» Direction: Report how many of the lines below contain the word "bank". Give only the number.

Dataset records

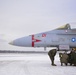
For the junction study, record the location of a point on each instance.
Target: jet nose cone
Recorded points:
(11, 43)
(24, 42)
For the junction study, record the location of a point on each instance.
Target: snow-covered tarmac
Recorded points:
(32, 64)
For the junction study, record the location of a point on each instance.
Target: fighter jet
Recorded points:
(64, 38)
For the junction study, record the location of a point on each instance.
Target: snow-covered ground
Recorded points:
(32, 64)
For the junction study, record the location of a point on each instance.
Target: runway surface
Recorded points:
(32, 64)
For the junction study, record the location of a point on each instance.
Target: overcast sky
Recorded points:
(24, 17)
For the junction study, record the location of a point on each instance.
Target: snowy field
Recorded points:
(32, 64)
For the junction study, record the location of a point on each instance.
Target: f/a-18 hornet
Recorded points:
(64, 38)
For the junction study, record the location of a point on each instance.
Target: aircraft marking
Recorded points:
(34, 40)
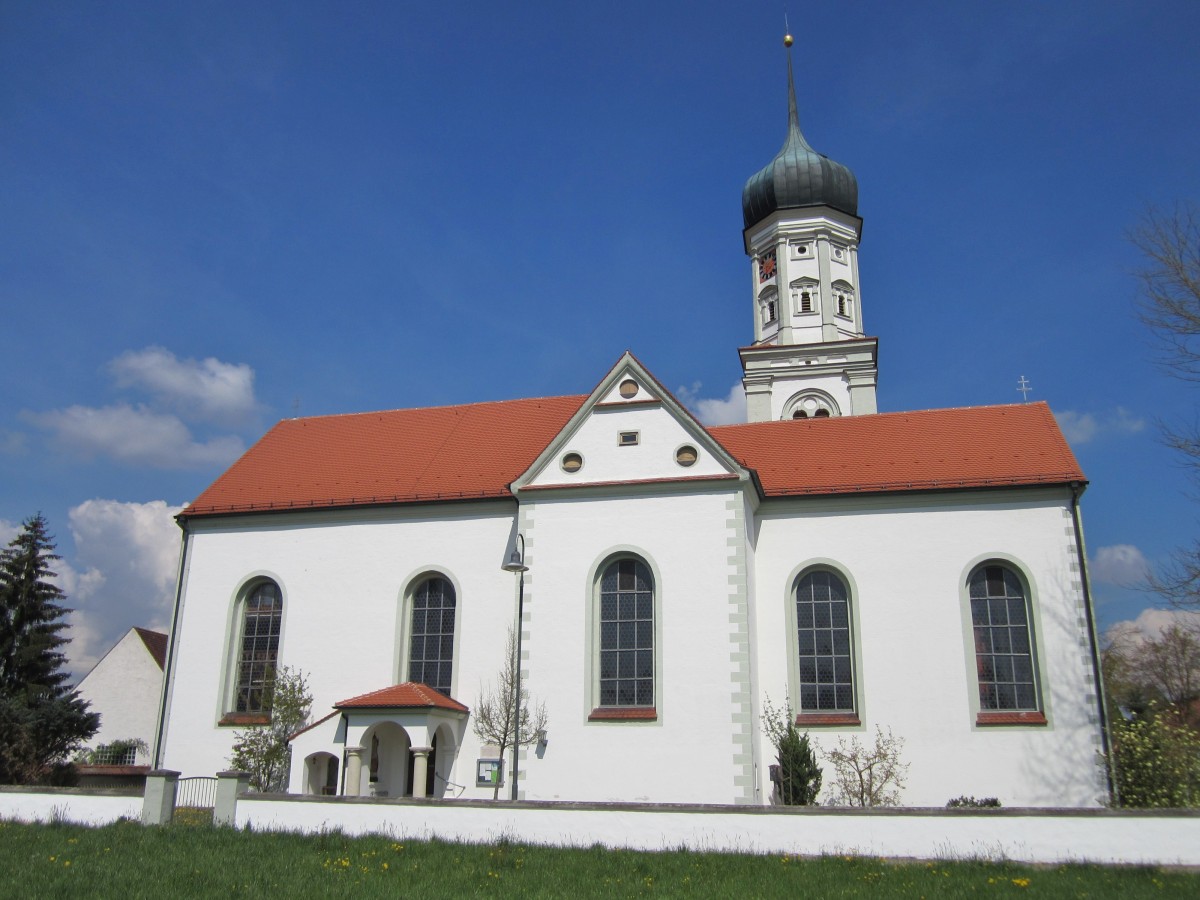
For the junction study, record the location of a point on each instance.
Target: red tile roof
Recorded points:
(972, 447)
(397, 456)
(402, 696)
(155, 642)
(478, 450)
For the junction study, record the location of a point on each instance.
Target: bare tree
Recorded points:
(868, 775)
(1169, 305)
(496, 711)
(1141, 671)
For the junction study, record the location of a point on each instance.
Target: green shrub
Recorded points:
(973, 803)
(1157, 762)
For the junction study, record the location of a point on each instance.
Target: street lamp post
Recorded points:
(516, 564)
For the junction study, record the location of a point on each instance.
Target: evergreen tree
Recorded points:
(41, 719)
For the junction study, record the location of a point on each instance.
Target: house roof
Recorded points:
(396, 456)
(933, 449)
(409, 695)
(479, 449)
(155, 642)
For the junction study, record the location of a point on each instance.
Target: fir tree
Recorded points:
(41, 719)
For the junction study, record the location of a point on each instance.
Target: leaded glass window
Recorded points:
(262, 617)
(1003, 652)
(823, 645)
(431, 643)
(627, 635)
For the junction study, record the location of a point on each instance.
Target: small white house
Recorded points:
(921, 573)
(125, 688)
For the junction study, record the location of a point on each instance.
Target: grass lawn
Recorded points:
(127, 861)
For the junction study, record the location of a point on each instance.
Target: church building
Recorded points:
(921, 573)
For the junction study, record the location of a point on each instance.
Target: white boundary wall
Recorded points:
(90, 807)
(1021, 835)
(1027, 835)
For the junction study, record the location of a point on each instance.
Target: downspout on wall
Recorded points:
(1077, 490)
(172, 643)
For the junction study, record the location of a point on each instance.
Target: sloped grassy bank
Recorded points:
(129, 861)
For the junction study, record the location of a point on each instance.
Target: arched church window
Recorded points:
(262, 617)
(627, 635)
(1003, 640)
(823, 643)
(431, 641)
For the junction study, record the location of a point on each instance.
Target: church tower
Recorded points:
(810, 354)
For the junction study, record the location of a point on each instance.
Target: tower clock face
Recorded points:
(767, 267)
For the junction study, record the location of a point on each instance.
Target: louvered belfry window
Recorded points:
(823, 643)
(262, 617)
(431, 645)
(627, 635)
(1003, 649)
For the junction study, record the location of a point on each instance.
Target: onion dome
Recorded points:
(798, 175)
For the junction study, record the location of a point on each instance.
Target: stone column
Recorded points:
(353, 771)
(159, 802)
(229, 786)
(420, 769)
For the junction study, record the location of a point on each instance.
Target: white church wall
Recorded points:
(343, 579)
(907, 561)
(691, 751)
(124, 688)
(605, 459)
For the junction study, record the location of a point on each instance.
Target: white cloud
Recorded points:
(205, 389)
(123, 574)
(1122, 564)
(1151, 624)
(136, 436)
(730, 411)
(1083, 427)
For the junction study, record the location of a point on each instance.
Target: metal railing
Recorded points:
(198, 792)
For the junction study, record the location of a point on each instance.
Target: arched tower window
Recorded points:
(811, 405)
(844, 299)
(627, 635)
(823, 643)
(768, 301)
(1003, 640)
(805, 297)
(262, 617)
(431, 640)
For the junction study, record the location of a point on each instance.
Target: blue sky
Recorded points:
(217, 215)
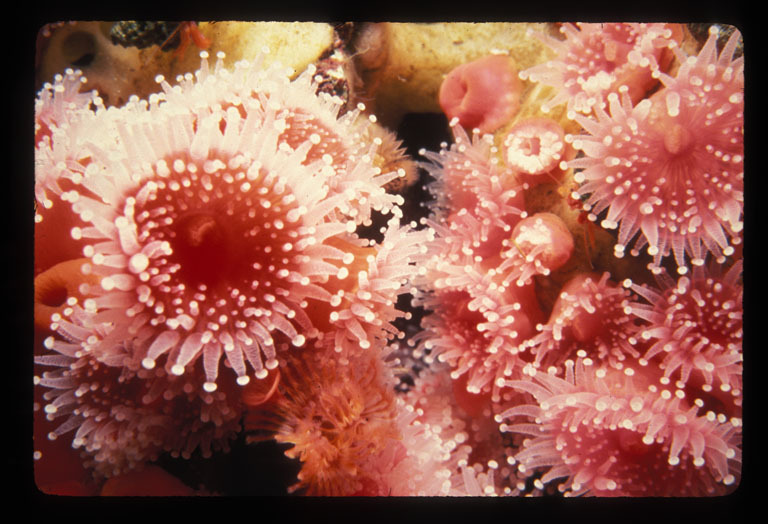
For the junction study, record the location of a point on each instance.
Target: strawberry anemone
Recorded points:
(671, 167)
(595, 59)
(610, 432)
(694, 327)
(209, 232)
(122, 415)
(592, 316)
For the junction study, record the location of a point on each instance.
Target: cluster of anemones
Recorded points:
(202, 270)
(191, 243)
(625, 389)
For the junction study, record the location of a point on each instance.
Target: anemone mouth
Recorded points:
(203, 247)
(223, 231)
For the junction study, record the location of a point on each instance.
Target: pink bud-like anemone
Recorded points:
(611, 432)
(539, 244)
(671, 167)
(535, 146)
(482, 94)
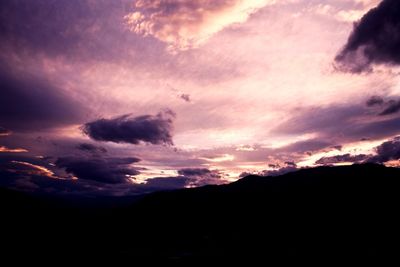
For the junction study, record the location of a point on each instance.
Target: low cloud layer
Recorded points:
(4, 131)
(387, 151)
(187, 24)
(86, 147)
(342, 158)
(375, 39)
(133, 130)
(106, 170)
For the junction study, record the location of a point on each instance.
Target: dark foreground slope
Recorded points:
(323, 215)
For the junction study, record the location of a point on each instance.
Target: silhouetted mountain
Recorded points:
(323, 215)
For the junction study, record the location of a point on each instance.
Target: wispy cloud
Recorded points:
(187, 24)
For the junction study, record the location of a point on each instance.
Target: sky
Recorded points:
(127, 97)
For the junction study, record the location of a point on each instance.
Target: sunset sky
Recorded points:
(124, 97)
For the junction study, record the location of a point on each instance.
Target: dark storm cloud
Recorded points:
(194, 171)
(201, 176)
(133, 130)
(389, 150)
(86, 147)
(30, 103)
(168, 183)
(106, 170)
(392, 106)
(342, 158)
(306, 146)
(374, 101)
(375, 39)
(4, 131)
(388, 107)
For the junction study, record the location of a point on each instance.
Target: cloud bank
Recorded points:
(375, 39)
(133, 130)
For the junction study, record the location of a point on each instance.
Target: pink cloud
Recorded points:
(187, 24)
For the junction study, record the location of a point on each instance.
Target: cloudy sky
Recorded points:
(125, 97)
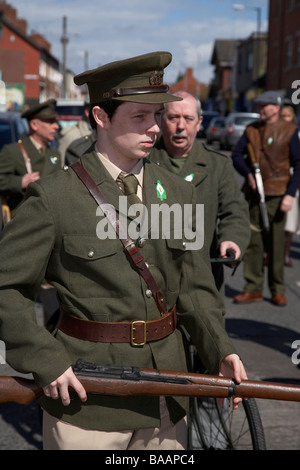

» Reply to the task: 2